Dolphin Stranding Update: Tentative Cause of Unusual Mortality Event Determined
Published August 27, 2013
The National Oceanic and Atmospheric Administration (NOAA) has determined, though preliminary tissue sampling, that the cetacean morbillivirus is to blame for the unusually high number of Atlantic bottlenose dolphins stranding along the East Coast in recent months.
To date, 97 percent of the dolphins tested (32 of 33) are suspect or confirmed positive for mobillivirus. This is the same virus that caused over 740 marine mammals to strand in a similar event back in 1987-88, the last time a massive die-off of bottlenose dolphins along the Atlantic Coast like this was observed.
What is the morbillivirus?
Cetacean morbillivirus is a naturally occurring pathogen in marine mammal populations. It is not infectious to humans. At this time, there is no vaccine that can be easily deployed to stop the spread of the virus in wild, migratory dolphin populations; other than the animals natural ability to build antibodies to the virus.
Recently declared an Unusual Mortality Event (UME) by the federal government, these strandings have now reached numbers over nine times the historical average for the months of July and August for our region.
Although we have established a tentative cause, the UME investigation is still ongoing and stranding teams from New York to Virginia will continue to further evaluate tissue samplings and genetic sequencing. It may be years before we can truly confirm the cause for these strandings.
How is the National Aquarium involved in this event?
National Aquarium’s Animal Rescue team responded to a live stranded bottlenose dolphin last Tuesday, August 20 at Assateague Island National Seashore. After a health assessment of the animal, veterinary staff recommended humane euthanasia due to the poor health of the animal. A full necropsy (animal autopsy) was performed by Aquarium staff to determine an underlying cause of stranding. Tissue samples have been submitted as part of the UME, and results are pending.
I have also been assisting the UME Incident Management Team with drafting a weekly Incident Action Plan that outlines objectives for response in the affected areas, staff and equipment assignments, formulating safety plans, and addressing gaps in coverage that arise during response. The Incident Command Structure is very effective when coordinating response to events such as this that cover a broad area and involve multiple government and non-government organizations.
Our team will continue to work closely with regional stranding partners and the federal government to help implement this plan and document this event for future research/learning.

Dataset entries
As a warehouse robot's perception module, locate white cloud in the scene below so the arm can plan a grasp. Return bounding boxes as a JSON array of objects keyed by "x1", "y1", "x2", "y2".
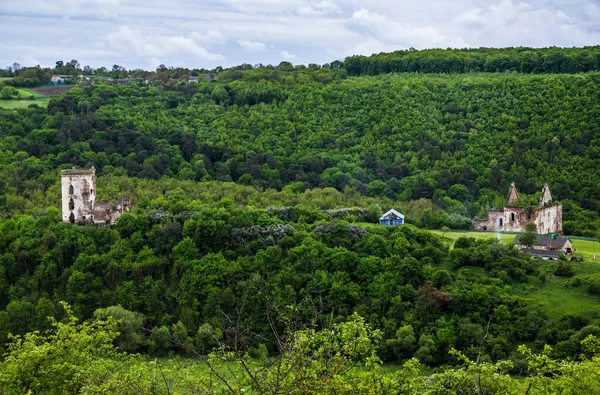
[
  {"x1": 190, "y1": 30, "x2": 227, "y2": 45},
  {"x1": 224, "y1": 0, "x2": 342, "y2": 15},
  {"x1": 0, "y1": 0, "x2": 600, "y2": 68},
  {"x1": 106, "y1": 26, "x2": 225, "y2": 61},
  {"x1": 280, "y1": 51, "x2": 296, "y2": 60},
  {"x1": 448, "y1": 0, "x2": 600, "y2": 47},
  {"x1": 237, "y1": 40, "x2": 267, "y2": 52}
]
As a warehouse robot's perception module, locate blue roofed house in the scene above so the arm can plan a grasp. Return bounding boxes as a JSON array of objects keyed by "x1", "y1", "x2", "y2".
[{"x1": 379, "y1": 209, "x2": 404, "y2": 226}]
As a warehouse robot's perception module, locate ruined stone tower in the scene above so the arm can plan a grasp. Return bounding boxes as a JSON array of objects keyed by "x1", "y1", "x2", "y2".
[
  {"x1": 60, "y1": 167, "x2": 131, "y2": 224},
  {"x1": 473, "y1": 182, "x2": 562, "y2": 234},
  {"x1": 60, "y1": 167, "x2": 96, "y2": 223}
]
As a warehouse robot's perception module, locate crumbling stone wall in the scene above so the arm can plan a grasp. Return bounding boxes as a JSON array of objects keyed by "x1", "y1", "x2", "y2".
[
  {"x1": 473, "y1": 183, "x2": 563, "y2": 234},
  {"x1": 473, "y1": 210, "x2": 504, "y2": 232},
  {"x1": 61, "y1": 167, "x2": 131, "y2": 224}
]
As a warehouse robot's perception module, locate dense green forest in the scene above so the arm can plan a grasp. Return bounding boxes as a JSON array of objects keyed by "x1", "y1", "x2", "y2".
[
  {"x1": 0, "y1": 47, "x2": 600, "y2": 393},
  {"x1": 0, "y1": 69, "x2": 600, "y2": 236}
]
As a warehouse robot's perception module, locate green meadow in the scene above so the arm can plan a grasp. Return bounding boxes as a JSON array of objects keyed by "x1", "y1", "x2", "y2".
[
  {"x1": 432, "y1": 230, "x2": 600, "y2": 319},
  {"x1": 0, "y1": 87, "x2": 50, "y2": 110}
]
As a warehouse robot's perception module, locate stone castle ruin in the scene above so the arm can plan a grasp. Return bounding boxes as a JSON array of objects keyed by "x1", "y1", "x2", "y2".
[
  {"x1": 61, "y1": 167, "x2": 131, "y2": 224},
  {"x1": 473, "y1": 182, "x2": 562, "y2": 234}
]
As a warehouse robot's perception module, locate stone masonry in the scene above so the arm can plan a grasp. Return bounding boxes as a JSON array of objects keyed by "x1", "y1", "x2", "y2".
[{"x1": 61, "y1": 167, "x2": 131, "y2": 224}]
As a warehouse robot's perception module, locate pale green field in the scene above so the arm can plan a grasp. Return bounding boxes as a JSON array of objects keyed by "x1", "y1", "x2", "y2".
[
  {"x1": 431, "y1": 230, "x2": 600, "y2": 264},
  {"x1": 432, "y1": 230, "x2": 600, "y2": 319},
  {"x1": 0, "y1": 88, "x2": 50, "y2": 110}
]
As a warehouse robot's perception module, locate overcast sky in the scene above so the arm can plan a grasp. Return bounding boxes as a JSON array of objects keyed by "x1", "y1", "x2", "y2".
[{"x1": 0, "y1": 0, "x2": 600, "y2": 69}]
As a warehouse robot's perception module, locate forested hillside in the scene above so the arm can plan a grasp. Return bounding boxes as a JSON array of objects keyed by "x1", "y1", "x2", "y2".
[
  {"x1": 0, "y1": 47, "x2": 600, "y2": 393},
  {"x1": 0, "y1": 69, "x2": 600, "y2": 236}
]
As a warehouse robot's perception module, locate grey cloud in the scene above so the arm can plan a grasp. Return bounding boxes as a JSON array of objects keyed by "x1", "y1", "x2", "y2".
[{"x1": 0, "y1": 0, "x2": 600, "y2": 68}]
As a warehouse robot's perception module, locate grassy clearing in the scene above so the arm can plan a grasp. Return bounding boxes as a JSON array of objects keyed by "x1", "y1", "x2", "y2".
[
  {"x1": 0, "y1": 88, "x2": 50, "y2": 110},
  {"x1": 433, "y1": 231, "x2": 600, "y2": 319},
  {"x1": 0, "y1": 98, "x2": 50, "y2": 110},
  {"x1": 513, "y1": 278, "x2": 600, "y2": 319},
  {"x1": 431, "y1": 230, "x2": 600, "y2": 262}
]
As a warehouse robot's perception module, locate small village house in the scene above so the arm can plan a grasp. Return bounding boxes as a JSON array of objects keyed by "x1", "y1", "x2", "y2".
[
  {"x1": 513, "y1": 235, "x2": 573, "y2": 259},
  {"x1": 48, "y1": 74, "x2": 65, "y2": 85},
  {"x1": 379, "y1": 209, "x2": 404, "y2": 226}
]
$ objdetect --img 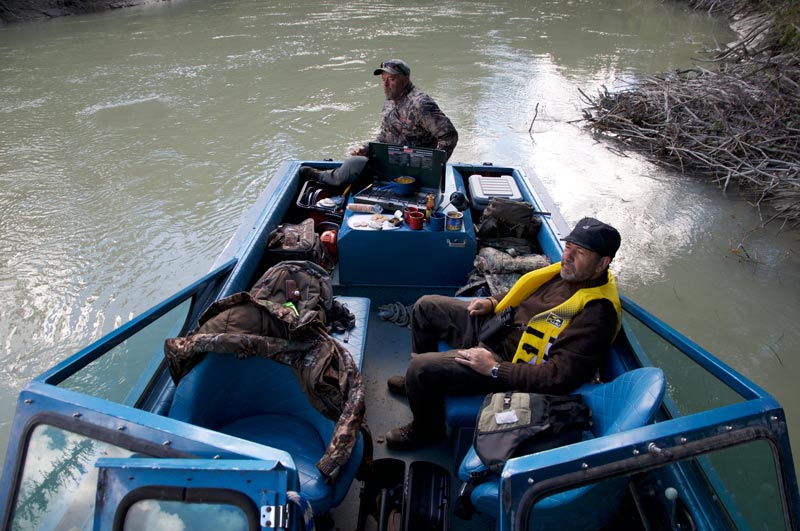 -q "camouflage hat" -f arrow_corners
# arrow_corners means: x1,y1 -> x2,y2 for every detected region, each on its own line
373,59 -> 411,76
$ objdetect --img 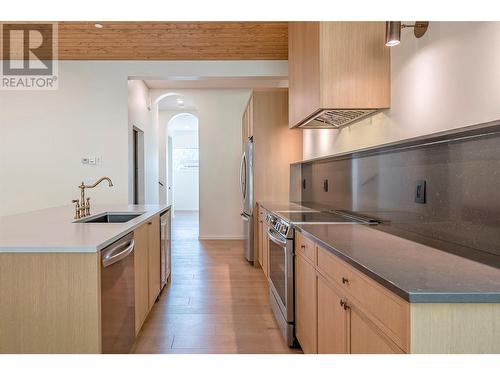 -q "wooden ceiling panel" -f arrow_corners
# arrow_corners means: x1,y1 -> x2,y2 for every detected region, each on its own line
59,22 -> 288,60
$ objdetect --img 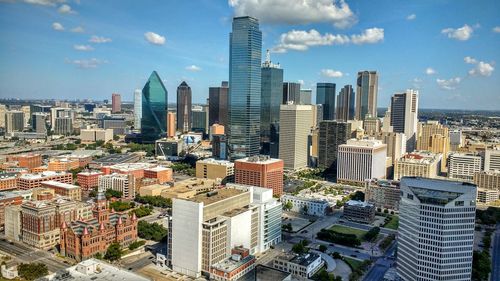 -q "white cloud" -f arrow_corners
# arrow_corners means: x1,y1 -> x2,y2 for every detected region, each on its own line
73,45 -> 94,52
228,0 -> 356,28
89,35 -> 112,44
272,27 -> 384,53
57,4 -> 76,14
464,56 -> 477,64
66,58 -> 108,68
425,67 -> 436,75
52,22 -> 64,31
144,31 -> 165,45
436,77 -> 462,90
321,69 -> 344,78
186,64 -> 201,72
441,24 -> 474,41
70,26 -> 85,33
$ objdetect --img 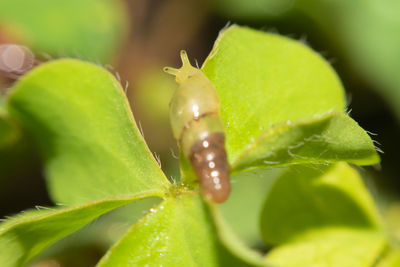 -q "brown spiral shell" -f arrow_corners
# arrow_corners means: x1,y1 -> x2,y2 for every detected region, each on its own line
189,132 -> 231,203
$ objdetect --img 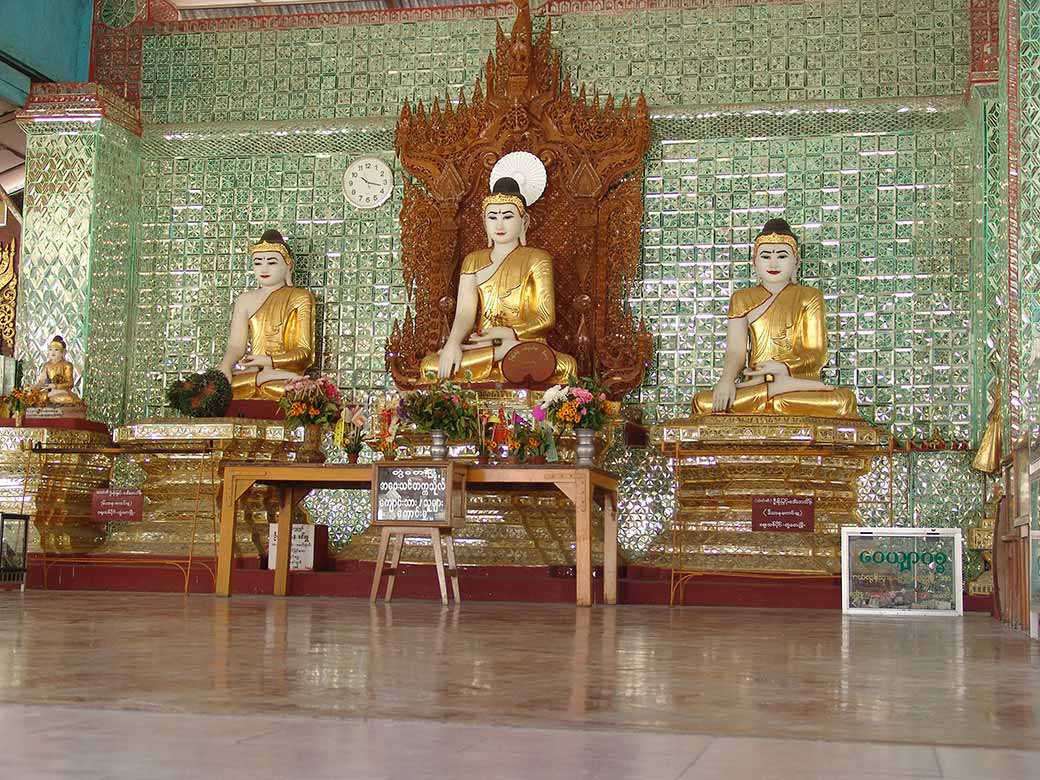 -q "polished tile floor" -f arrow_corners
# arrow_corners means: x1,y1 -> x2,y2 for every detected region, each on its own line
0,592 -> 1040,780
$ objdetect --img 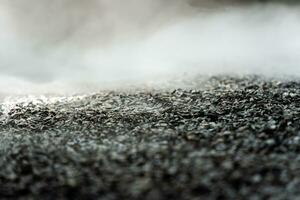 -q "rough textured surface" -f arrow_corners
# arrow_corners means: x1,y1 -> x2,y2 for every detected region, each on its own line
0,77 -> 300,200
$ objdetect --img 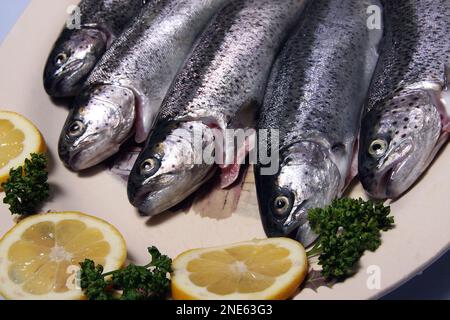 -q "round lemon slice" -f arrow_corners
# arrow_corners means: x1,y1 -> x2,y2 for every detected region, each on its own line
0,212 -> 126,300
172,238 -> 308,300
0,111 -> 45,186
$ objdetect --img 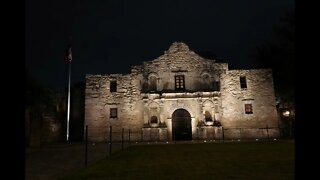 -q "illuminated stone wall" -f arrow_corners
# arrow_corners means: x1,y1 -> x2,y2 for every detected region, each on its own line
221,69 -> 279,138
85,43 -> 277,141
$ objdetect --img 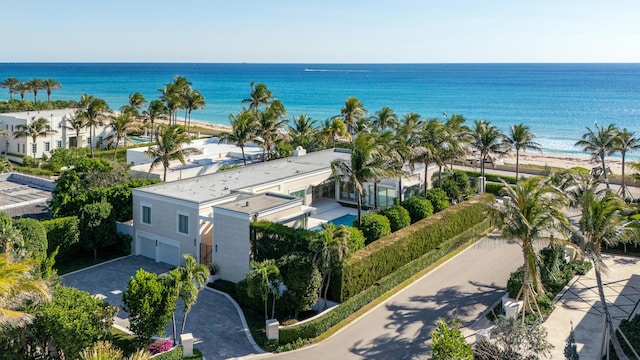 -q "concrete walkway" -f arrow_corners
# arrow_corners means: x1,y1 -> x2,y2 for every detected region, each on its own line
543,255 -> 640,359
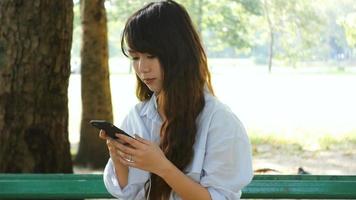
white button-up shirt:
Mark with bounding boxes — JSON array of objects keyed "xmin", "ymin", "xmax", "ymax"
[{"xmin": 103, "ymin": 92, "xmax": 253, "ymax": 200}]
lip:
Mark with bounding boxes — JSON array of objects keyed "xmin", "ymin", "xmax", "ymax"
[{"xmin": 143, "ymin": 78, "xmax": 156, "ymax": 85}]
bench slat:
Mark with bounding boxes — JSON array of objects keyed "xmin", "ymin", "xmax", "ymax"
[{"xmin": 0, "ymin": 174, "xmax": 356, "ymax": 199}]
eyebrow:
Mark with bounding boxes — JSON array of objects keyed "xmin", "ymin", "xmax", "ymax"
[{"xmin": 127, "ymin": 49, "xmax": 137, "ymax": 53}]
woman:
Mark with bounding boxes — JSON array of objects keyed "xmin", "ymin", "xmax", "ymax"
[{"xmin": 100, "ymin": 0, "xmax": 252, "ymax": 200}]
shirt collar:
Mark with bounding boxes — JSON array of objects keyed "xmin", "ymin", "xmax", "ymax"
[{"xmin": 140, "ymin": 94, "xmax": 159, "ymax": 120}]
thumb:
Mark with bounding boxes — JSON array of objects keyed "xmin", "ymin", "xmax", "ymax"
[{"xmin": 134, "ymin": 134, "xmax": 150, "ymax": 144}]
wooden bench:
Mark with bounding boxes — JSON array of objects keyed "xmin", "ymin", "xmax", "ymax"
[{"xmin": 0, "ymin": 174, "xmax": 356, "ymax": 199}]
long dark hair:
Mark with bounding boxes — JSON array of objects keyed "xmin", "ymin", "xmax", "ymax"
[{"xmin": 121, "ymin": 0, "xmax": 213, "ymax": 200}]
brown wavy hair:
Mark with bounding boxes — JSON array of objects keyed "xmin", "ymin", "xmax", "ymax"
[{"xmin": 121, "ymin": 0, "xmax": 213, "ymax": 200}]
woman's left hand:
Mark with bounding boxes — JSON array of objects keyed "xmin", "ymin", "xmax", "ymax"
[{"xmin": 116, "ymin": 134, "xmax": 170, "ymax": 175}]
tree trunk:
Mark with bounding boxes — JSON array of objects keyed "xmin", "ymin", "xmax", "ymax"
[
  {"xmin": 76, "ymin": 0, "xmax": 113, "ymax": 168},
  {"xmin": 0, "ymin": 0, "xmax": 73, "ymax": 173}
]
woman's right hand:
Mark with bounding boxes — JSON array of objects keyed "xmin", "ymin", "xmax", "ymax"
[
  {"xmin": 99, "ymin": 130, "xmax": 128, "ymax": 188},
  {"xmin": 99, "ymin": 130, "xmax": 123, "ymax": 165}
]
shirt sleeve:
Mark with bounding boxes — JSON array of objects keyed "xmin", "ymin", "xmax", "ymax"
[{"xmin": 200, "ymin": 110, "xmax": 253, "ymax": 200}]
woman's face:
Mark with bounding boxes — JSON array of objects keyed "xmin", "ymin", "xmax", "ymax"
[{"xmin": 129, "ymin": 50, "xmax": 163, "ymax": 94}]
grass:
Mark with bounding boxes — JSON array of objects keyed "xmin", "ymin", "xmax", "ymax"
[{"xmin": 248, "ymin": 127, "xmax": 356, "ymax": 152}]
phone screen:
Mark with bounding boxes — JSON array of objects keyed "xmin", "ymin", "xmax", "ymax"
[{"xmin": 89, "ymin": 120, "xmax": 133, "ymax": 139}]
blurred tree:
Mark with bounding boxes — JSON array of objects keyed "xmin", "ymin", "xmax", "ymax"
[
  {"xmin": 263, "ymin": 0, "xmax": 323, "ymax": 72},
  {"xmin": 0, "ymin": 0, "xmax": 73, "ymax": 173},
  {"xmin": 342, "ymin": 12, "xmax": 356, "ymax": 48},
  {"xmin": 179, "ymin": 0, "xmax": 262, "ymax": 57},
  {"xmin": 75, "ymin": 0, "xmax": 113, "ymax": 168}
]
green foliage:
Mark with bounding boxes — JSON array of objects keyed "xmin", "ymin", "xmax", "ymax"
[
  {"xmin": 72, "ymin": 0, "xmax": 356, "ymax": 66},
  {"xmin": 341, "ymin": 12, "xmax": 356, "ymax": 48}
]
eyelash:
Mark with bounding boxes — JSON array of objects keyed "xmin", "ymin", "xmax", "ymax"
[{"xmin": 131, "ymin": 55, "xmax": 156, "ymax": 60}]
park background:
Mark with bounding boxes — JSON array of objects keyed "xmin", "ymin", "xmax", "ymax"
[
  {"xmin": 0, "ymin": 0, "xmax": 356, "ymax": 175},
  {"xmin": 68, "ymin": 0, "xmax": 356, "ymax": 174}
]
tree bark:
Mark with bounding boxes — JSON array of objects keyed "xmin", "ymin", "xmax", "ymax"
[
  {"xmin": 0, "ymin": 0, "xmax": 73, "ymax": 173},
  {"xmin": 76, "ymin": 0, "xmax": 113, "ymax": 168}
]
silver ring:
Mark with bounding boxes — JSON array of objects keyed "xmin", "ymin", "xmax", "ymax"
[{"xmin": 127, "ymin": 155, "xmax": 134, "ymax": 162}]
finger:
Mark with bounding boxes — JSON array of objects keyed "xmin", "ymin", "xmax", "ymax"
[
  {"xmin": 115, "ymin": 142, "xmax": 137, "ymax": 155},
  {"xmin": 99, "ymin": 130, "xmax": 107, "ymax": 140},
  {"xmin": 135, "ymin": 134, "xmax": 150, "ymax": 144},
  {"xmin": 119, "ymin": 157, "xmax": 137, "ymax": 167},
  {"xmin": 116, "ymin": 134, "xmax": 143, "ymax": 149}
]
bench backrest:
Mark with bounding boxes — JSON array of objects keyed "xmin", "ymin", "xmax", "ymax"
[{"xmin": 0, "ymin": 174, "xmax": 356, "ymax": 199}]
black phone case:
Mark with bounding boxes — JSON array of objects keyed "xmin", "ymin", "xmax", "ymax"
[{"xmin": 89, "ymin": 120, "xmax": 133, "ymax": 139}]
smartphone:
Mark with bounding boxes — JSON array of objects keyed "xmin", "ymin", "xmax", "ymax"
[{"xmin": 89, "ymin": 120, "xmax": 133, "ymax": 139}]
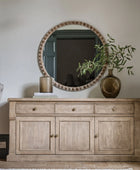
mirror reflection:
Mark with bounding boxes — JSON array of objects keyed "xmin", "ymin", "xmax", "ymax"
[{"xmin": 43, "ymin": 25, "xmax": 102, "ymax": 87}]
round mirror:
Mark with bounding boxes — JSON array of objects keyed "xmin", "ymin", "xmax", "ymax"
[{"xmin": 38, "ymin": 21, "xmax": 106, "ymax": 91}]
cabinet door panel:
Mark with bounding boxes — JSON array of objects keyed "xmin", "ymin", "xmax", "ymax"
[
  {"xmin": 95, "ymin": 117, "xmax": 133, "ymax": 154},
  {"xmin": 16, "ymin": 117, "xmax": 55, "ymax": 154},
  {"xmin": 56, "ymin": 117, "xmax": 94, "ymax": 154}
]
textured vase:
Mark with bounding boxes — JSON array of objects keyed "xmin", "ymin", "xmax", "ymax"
[{"xmin": 100, "ymin": 69, "xmax": 121, "ymax": 98}]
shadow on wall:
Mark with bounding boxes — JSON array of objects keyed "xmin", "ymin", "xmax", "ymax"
[
  {"xmin": 0, "ymin": 103, "xmax": 9, "ymax": 134},
  {"xmin": 22, "ymin": 84, "xmax": 38, "ymax": 98}
]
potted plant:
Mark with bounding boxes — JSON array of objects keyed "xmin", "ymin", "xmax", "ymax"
[{"xmin": 77, "ymin": 34, "xmax": 136, "ymax": 98}]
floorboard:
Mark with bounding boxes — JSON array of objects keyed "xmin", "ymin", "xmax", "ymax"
[{"xmin": 0, "ymin": 160, "xmax": 140, "ymax": 170}]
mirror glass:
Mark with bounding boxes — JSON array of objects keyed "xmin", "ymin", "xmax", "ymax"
[{"xmin": 43, "ymin": 24, "xmax": 102, "ymax": 87}]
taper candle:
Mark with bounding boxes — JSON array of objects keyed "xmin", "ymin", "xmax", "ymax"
[{"xmin": 40, "ymin": 76, "xmax": 52, "ymax": 93}]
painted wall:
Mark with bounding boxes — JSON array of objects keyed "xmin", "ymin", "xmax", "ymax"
[{"xmin": 0, "ymin": 0, "xmax": 140, "ymax": 134}]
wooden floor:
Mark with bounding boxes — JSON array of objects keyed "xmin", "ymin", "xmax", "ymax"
[{"xmin": 0, "ymin": 160, "xmax": 140, "ymax": 170}]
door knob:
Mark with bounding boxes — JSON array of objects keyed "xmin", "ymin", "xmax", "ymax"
[
  {"xmin": 32, "ymin": 107, "xmax": 37, "ymax": 111},
  {"xmin": 94, "ymin": 135, "xmax": 98, "ymax": 138}
]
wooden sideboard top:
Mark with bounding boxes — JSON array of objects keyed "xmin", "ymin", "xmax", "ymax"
[{"xmin": 8, "ymin": 98, "xmax": 140, "ymax": 102}]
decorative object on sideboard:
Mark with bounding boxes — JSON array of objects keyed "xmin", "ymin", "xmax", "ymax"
[
  {"xmin": 77, "ymin": 34, "xmax": 136, "ymax": 98},
  {"xmin": 0, "ymin": 83, "xmax": 4, "ymax": 100},
  {"xmin": 40, "ymin": 76, "xmax": 53, "ymax": 93},
  {"xmin": 38, "ymin": 21, "xmax": 106, "ymax": 91},
  {"xmin": 100, "ymin": 69, "xmax": 121, "ymax": 98}
]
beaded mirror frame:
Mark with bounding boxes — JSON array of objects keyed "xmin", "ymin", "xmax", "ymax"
[{"xmin": 37, "ymin": 21, "xmax": 106, "ymax": 91}]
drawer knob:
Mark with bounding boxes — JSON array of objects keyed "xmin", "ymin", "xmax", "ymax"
[
  {"xmin": 50, "ymin": 135, "xmax": 54, "ymax": 138},
  {"xmin": 32, "ymin": 107, "xmax": 37, "ymax": 111},
  {"xmin": 72, "ymin": 108, "xmax": 76, "ymax": 112},
  {"xmin": 112, "ymin": 106, "xmax": 116, "ymax": 112}
]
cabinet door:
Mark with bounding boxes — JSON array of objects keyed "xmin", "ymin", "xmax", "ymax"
[
  {"xmin": 56, "ymin": 117, "xmax": 94, "ymax": 154},
  {"xmin": 95, "ymin": 117, "xmax": 133, "ymax": 154},
  {"xmin": 16, "ymin": 117, "xmax": 55, "ymax": 154}
]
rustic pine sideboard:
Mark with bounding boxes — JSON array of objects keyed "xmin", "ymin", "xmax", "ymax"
[{"xmin": 7, "ymin": 98, "xmax": 140, "ymax": 161}]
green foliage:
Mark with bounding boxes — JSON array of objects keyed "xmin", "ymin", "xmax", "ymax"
[{"xmin": 77, "ymin": 34, "xmax": 136, "ymax": 75}]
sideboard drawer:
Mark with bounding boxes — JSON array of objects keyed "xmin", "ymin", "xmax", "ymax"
[
  {"xmin": 95, "ymin": 103, "xmax": 134, "ymax": 114},
  {"xmin": 16, "ymin": 102, "xmax": 54, "ymax": 113},
  {"xmin": 55, "ymin": 103, "xmax": 94, "ymax": 113}
]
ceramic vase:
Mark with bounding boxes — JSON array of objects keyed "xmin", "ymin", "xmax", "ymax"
[{"xmin": 100, "ymin": 69, "xmax": 121, "ymax": 98}]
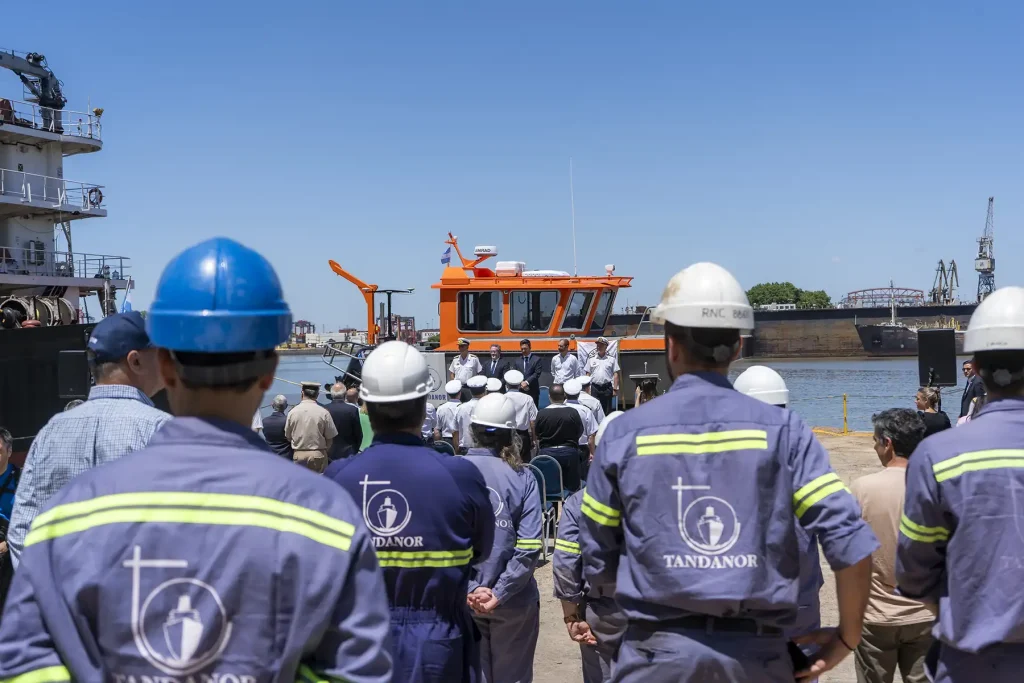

▸ What to do
A – Answer these questions about the dolphin stranding update:
(i) What share of the dolphins tested were suspect or confirmed positive for the virus?
(ii) How many marine mammals stranded in the 1987-88 event?
(iii) On what date and at what location did the Animal Rescue team respond to a live stranded bottlenose dolphin?
B – Copy the part of the dolphin stranding update that begins at the words "Dolphin Stranding Update: Tentative" and stops after the words "this was observed.", changing nothing.

▸ Answers to the exercise
A –
(i) 97 percent (32 of 33)
(ii) Over 740
(iii) Tuesday, August 20, at Assateague Island National Seashore

B –
Dolphin Stranding Update: Tentative Cause of Unusual Mortality Event Determined
Published August 27, 2013
The National Oceanic and Atmospheric Administration (NOAA) has determined, though preliminary tissue sampling, that the cetacean morbillivirus is to blame for the unusually high number of Atlantic bottlenose dolphins stranding along the East Coast in recent months.
To date, 97 percent of the dolphins tested (32 of 33) are suspect or confirmed positive for mobillivirus. This is the same virus that caused over 740 marine mammals to strand in a similar event back in 1987-88, the last time a massive die-off of bottlenose dolphins along the Atlantic Coast like this was observed.